» **GOAL OF THE EXERCISE**: Word for word, restate the lines of the data below between those holding "ceiling air vent?" and "the woman's nose?", inclusive; pictures do not belong in the copy.

====== DATA FOR ANALYSIS

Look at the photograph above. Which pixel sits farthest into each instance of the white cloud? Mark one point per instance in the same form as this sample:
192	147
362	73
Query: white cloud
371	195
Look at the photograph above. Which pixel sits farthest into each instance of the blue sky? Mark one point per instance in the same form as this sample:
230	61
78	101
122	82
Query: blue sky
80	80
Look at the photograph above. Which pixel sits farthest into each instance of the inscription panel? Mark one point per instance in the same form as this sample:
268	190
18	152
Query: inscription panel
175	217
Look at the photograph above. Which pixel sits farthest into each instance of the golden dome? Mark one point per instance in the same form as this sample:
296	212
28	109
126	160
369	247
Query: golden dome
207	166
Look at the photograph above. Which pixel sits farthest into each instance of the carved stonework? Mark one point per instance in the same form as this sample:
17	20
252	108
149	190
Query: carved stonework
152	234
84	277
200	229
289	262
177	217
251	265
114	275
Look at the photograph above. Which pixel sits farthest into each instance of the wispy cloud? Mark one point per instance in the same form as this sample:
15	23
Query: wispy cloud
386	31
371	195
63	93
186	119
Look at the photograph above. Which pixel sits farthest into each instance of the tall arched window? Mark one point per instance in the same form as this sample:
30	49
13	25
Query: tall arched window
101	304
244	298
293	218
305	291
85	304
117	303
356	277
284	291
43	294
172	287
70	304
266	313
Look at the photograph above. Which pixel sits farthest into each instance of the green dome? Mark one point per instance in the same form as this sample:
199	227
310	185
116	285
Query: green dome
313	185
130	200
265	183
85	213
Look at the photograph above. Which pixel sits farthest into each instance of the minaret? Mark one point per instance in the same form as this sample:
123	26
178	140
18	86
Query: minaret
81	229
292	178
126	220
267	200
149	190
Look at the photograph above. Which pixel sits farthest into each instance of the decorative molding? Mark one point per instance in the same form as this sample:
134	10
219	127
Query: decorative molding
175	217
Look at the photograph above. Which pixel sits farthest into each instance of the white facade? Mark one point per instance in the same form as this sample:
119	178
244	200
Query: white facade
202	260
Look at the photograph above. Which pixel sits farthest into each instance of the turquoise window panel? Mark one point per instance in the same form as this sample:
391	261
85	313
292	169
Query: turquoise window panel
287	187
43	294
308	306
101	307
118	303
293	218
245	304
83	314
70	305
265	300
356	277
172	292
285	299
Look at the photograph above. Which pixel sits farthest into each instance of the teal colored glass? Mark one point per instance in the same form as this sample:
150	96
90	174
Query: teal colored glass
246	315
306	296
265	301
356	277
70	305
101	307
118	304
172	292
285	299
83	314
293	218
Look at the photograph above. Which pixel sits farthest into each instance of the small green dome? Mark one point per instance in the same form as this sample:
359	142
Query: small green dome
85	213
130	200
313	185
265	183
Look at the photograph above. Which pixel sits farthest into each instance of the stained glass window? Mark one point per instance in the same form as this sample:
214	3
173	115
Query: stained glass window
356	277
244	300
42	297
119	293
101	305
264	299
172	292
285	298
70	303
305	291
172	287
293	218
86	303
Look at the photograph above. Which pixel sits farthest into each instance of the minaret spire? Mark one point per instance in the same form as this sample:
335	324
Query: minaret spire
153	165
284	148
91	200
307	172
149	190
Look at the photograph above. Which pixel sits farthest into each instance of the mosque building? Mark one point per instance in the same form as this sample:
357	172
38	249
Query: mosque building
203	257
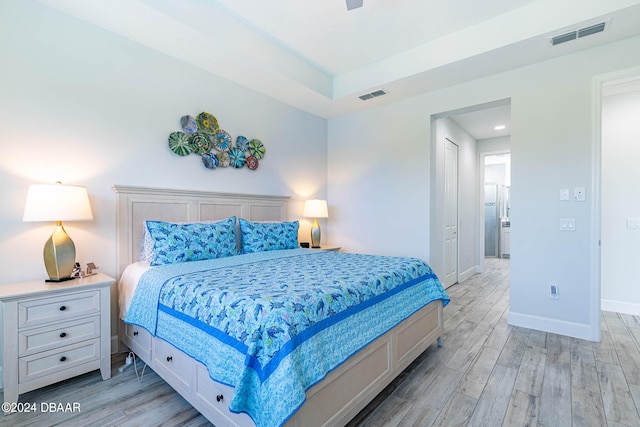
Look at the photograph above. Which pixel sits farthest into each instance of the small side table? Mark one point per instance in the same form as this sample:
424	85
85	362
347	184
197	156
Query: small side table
54	331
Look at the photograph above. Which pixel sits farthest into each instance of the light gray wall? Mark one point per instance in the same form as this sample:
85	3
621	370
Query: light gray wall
620	201
379	168
84	106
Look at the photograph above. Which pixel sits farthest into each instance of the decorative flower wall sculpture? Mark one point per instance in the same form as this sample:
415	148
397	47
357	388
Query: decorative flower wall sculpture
203	136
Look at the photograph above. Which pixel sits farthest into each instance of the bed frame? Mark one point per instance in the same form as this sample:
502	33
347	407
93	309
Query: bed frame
336	399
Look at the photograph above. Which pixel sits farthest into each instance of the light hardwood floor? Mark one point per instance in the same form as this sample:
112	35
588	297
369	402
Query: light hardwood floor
487	373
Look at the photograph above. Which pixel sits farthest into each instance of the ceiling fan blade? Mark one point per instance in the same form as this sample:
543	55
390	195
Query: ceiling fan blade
354	4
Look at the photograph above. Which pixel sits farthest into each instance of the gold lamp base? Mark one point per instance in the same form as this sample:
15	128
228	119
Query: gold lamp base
315	234
59	255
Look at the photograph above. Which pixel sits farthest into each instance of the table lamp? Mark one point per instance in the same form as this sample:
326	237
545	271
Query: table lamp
58	202
315	209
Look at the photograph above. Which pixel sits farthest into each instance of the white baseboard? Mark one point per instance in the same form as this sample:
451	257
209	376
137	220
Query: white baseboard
555	326
620	307
468	273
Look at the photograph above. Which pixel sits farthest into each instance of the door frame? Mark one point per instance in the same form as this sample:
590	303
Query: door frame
449	139
596	204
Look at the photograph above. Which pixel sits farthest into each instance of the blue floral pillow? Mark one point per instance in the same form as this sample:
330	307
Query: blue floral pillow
173	242
268	236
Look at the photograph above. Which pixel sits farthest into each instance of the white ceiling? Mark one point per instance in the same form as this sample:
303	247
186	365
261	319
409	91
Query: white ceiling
317	56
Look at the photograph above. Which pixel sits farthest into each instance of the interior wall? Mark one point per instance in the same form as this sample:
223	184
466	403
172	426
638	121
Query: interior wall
552	147
620	269
86	107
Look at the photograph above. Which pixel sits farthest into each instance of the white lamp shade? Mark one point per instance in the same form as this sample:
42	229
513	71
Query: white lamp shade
57	202
315	209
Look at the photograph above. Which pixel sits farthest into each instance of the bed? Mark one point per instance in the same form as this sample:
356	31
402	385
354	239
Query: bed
288	337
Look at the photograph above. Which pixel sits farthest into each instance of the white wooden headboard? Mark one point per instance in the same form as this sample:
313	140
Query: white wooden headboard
136	204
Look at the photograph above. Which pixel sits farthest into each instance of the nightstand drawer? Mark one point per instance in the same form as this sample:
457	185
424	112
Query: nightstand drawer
45	338
49	362
47	310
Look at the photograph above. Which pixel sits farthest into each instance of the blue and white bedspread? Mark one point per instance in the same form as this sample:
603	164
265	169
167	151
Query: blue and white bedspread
272	324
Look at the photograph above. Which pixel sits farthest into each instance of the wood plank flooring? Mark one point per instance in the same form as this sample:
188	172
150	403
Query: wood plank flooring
487	373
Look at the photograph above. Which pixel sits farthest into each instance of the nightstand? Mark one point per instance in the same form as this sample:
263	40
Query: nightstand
329	248
54	331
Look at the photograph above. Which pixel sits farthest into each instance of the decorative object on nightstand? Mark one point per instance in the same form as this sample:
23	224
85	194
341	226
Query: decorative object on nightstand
58	202
54	331
315	209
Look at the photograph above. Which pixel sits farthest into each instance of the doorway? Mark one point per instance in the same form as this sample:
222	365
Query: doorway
496	205
475	131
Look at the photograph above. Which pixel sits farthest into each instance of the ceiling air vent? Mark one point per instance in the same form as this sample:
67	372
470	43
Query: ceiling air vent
373	94
563	38
587	31
574	34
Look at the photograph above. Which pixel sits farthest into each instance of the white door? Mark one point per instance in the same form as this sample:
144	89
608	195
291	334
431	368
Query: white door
450	213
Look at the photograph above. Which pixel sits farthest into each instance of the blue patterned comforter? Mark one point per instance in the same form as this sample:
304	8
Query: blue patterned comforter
272	324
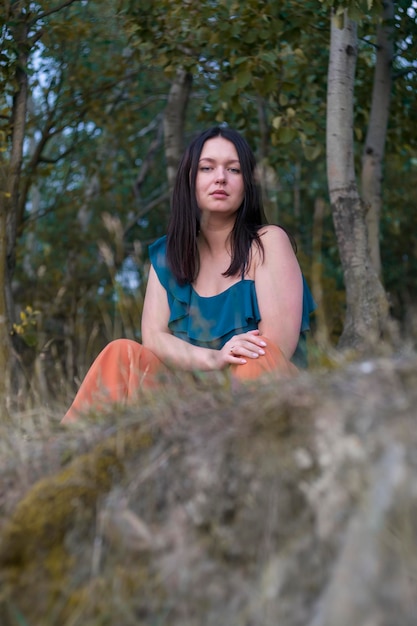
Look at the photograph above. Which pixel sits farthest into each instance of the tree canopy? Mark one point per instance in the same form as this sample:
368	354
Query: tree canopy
91	189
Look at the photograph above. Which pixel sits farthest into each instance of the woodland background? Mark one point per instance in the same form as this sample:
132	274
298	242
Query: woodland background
291	502
98	100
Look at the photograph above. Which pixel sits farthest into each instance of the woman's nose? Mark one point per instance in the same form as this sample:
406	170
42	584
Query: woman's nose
221	175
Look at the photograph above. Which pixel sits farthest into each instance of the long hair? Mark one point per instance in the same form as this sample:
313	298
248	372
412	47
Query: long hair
184	223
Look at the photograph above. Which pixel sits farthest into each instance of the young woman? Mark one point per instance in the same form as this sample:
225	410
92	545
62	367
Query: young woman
224	290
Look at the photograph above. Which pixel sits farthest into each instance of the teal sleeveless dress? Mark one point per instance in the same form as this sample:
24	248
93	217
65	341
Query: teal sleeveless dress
210	322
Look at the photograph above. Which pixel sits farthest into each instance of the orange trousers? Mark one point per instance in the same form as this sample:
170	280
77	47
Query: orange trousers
125	367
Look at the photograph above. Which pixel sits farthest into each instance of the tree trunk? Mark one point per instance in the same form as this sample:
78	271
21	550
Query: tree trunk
373	153
8	206
174	119
366	302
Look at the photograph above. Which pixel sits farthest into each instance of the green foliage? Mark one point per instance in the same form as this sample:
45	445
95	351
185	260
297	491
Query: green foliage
98	90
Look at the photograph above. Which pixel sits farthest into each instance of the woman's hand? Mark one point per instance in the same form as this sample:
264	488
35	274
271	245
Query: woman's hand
239	348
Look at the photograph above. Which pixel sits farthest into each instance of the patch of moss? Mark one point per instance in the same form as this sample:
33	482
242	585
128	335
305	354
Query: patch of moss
54	524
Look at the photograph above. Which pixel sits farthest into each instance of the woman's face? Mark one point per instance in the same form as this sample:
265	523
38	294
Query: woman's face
219	186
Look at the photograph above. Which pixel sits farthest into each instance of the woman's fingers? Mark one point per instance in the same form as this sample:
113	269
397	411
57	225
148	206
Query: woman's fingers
248	345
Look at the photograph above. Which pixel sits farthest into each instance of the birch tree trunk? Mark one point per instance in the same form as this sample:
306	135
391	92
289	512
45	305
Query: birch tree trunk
373	153
174	119
366	302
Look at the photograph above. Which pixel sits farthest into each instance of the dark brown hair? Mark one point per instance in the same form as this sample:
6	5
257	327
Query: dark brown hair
184	224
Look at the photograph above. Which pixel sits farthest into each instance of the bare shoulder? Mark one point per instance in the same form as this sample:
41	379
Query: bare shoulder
275	241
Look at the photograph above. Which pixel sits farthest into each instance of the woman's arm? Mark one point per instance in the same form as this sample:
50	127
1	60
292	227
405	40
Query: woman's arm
178	353
279	289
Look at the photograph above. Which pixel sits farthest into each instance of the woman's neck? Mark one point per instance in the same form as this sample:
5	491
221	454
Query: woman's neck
215	236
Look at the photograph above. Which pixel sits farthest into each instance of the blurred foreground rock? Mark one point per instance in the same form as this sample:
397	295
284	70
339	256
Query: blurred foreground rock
283	504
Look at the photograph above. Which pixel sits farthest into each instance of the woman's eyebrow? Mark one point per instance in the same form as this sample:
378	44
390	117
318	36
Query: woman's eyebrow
214	160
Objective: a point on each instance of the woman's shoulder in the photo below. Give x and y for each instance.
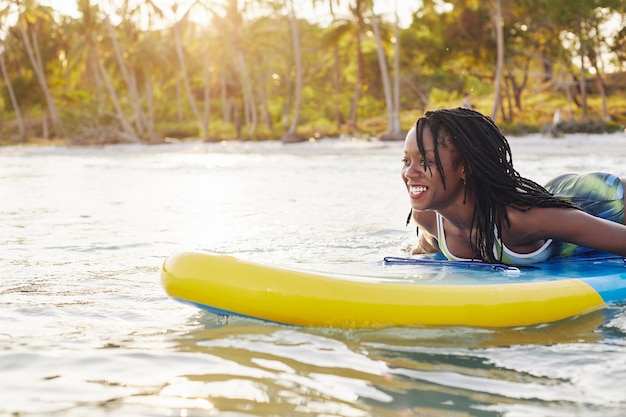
(426, 220)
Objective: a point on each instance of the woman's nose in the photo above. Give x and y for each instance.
(416, 169)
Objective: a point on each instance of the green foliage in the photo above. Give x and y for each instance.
(249, 62)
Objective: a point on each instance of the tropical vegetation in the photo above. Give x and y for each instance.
(136, 71)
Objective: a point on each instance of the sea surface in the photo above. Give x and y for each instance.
(87, 330)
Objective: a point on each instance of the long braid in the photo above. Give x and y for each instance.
(489, 173)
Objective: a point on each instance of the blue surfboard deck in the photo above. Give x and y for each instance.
(606, 273)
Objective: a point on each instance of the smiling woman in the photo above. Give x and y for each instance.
(470, 203)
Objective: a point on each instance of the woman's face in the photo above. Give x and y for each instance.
(423, 181)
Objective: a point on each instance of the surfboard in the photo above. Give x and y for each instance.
(418, 291)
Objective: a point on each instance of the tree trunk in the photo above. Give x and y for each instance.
(497, 21)
(183, 70)
(14, 103)
(248, 96)
(393, 123)
(32, 50)
(207, 91)
(292, 133)
(354, 108)
(130, 83)
(126, 126)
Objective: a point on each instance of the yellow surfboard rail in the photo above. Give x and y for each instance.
(231, 286)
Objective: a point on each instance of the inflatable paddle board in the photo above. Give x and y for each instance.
(414, 292)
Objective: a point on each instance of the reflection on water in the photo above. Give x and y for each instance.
(87, 330)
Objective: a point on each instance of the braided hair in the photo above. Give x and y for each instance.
(489, 173)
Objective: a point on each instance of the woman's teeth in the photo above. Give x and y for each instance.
(414, 190)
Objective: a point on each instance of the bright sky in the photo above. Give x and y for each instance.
(303, 9)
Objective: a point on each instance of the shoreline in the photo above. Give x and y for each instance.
(536, 144)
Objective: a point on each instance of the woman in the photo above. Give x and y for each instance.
(470, 203)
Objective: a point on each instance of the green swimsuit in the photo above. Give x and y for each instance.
(599, 194)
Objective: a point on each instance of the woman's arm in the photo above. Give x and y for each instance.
(576, 226)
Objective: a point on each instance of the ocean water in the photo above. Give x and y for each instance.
(86, 329)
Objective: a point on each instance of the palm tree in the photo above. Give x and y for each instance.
(394, 131)
(292, 135)
(496, 17)
(30, 17)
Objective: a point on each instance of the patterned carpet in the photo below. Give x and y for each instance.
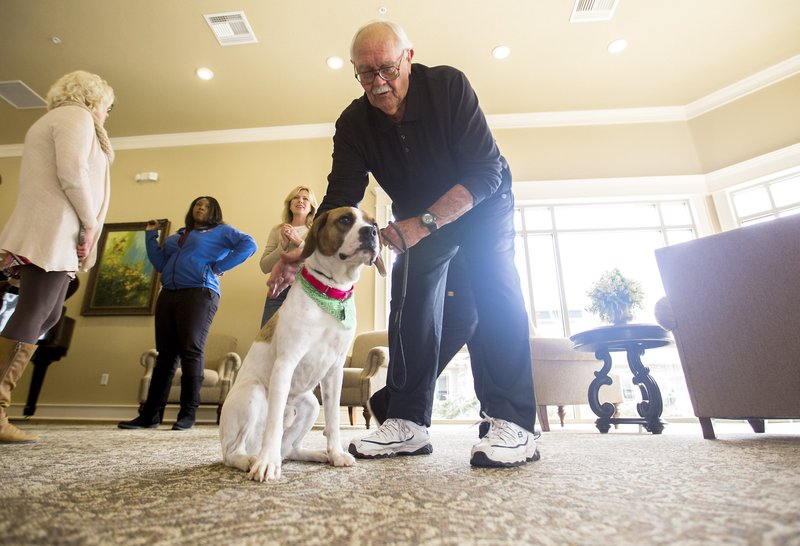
(93, 484)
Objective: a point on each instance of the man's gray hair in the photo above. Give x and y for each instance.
(400, 34)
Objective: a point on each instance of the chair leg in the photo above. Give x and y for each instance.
(367, 415)
(544, 422)
(708, 428)
(757, 424)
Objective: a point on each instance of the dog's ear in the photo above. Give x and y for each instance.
(311, 239)
(378, 263)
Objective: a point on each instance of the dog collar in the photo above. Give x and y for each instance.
(329, 291)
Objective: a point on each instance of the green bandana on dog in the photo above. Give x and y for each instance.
(342, 310)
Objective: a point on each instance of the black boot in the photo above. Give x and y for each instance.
(153, 409)
(190, 400)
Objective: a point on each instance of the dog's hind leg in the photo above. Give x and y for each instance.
(306, 410)
(331, 389)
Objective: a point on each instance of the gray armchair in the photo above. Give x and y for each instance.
(733, 305)
(364, 372)
(221, 364)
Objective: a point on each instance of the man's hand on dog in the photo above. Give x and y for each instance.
(409, 231)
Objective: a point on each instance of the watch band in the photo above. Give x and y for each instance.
(428, 219)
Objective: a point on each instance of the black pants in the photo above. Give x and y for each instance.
(499, 347)
(40, 303)
(183, 318)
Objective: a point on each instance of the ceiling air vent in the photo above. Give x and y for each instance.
(592, 10)
(231, 28)
(20, 96)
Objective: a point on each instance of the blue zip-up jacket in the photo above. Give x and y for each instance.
(205, 253)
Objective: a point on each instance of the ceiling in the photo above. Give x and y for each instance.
(680, 51)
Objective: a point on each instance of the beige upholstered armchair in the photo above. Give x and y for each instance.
(221, 365)
(733, 305)
(364, 372)
(561, 377)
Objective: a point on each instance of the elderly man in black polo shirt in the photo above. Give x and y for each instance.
(420, 132)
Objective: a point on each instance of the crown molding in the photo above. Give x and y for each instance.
(751, 170)
(742, 88)
(530, 120)
(230, 136)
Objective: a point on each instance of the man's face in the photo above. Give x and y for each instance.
(379, 50)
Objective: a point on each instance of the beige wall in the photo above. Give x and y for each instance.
(751, 126)
(251, 180)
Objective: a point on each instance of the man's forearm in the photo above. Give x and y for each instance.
(450, 206)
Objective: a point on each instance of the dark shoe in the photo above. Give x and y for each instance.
(142, 421)
(190, 400)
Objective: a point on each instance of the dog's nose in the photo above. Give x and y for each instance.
(367, 233)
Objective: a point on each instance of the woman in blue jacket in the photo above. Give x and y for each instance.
(190, 262)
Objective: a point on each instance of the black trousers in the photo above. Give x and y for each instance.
(40, 303)
(499, 345)
(183, 318)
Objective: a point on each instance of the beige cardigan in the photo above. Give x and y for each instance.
(64, 182)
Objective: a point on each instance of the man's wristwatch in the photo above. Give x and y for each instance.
(428, 219)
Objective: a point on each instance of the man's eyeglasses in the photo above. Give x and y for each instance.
(387, 73)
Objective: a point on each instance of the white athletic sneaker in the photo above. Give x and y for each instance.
(394, 437)
(506, 444)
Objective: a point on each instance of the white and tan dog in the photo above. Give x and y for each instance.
(271, 405)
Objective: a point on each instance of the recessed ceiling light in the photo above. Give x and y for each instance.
(204, 73)
(501, 52)
(334, 62)
(617, 46)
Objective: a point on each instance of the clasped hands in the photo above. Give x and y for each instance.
(398, 236)
(88, 239)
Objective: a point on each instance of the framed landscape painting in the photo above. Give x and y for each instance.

============

» **TASK RESULT**:
Look at the photograph above. Which pixel sits farthest into each instance of the ceiling air vent? Mark one point per instance in the same form as this sample:
67	372
470	43
Query: ceiling air vent
373	94
563	38
587	31
574	34
Look at the photograph above. Which pixel sits farthest into each instance of the white door? Mark one point per instance in the same form as this sample:
144	89
608	195
291	334
431	368
Query: white door
450	213
Look at the photograph above. Which pixel sits farthest into each instance of the blue patterned comforter? Mark one point per instance in the same form as this sample:
304	8
Query: blue patterned comforter
272	324
Look at the photograph above. Which pixel sits farthest into each instance of the tree canopy? Mark one point per instance in the same form as this sample:
368	354
Query: tree canopy
91	189
Look at the photograph above. Which pixel sits farthest into each instance of the woodland background? Mark one point per instance in the same form as this sample:
132	274
298	242
Query: woodland background
291	502
98	100
Look at the photograph above. Which pixel sits farthest into each instance of the woman's nose? Mark one point per instance in the same form as this sample:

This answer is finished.